Goal — Copy every line of the records below, keeping all wording unchanged, but raise each coordinate in the answer points by 15.

____________________

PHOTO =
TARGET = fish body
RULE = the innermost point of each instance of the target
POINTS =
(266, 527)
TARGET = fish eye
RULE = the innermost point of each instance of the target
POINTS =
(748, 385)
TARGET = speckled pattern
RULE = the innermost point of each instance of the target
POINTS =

____________________

Answer in full —
PHOTO =
TARGET = fish body
RULE = the innermost point of each instance of the target
POINTS =
(281, 542)
TARGET = fish eye
RULE = the innermost point of each instance of the target
POINTS =
(763, 400)
TARGET = speckled pattern
RULE = the innermost point of each instance of the target
POINTS =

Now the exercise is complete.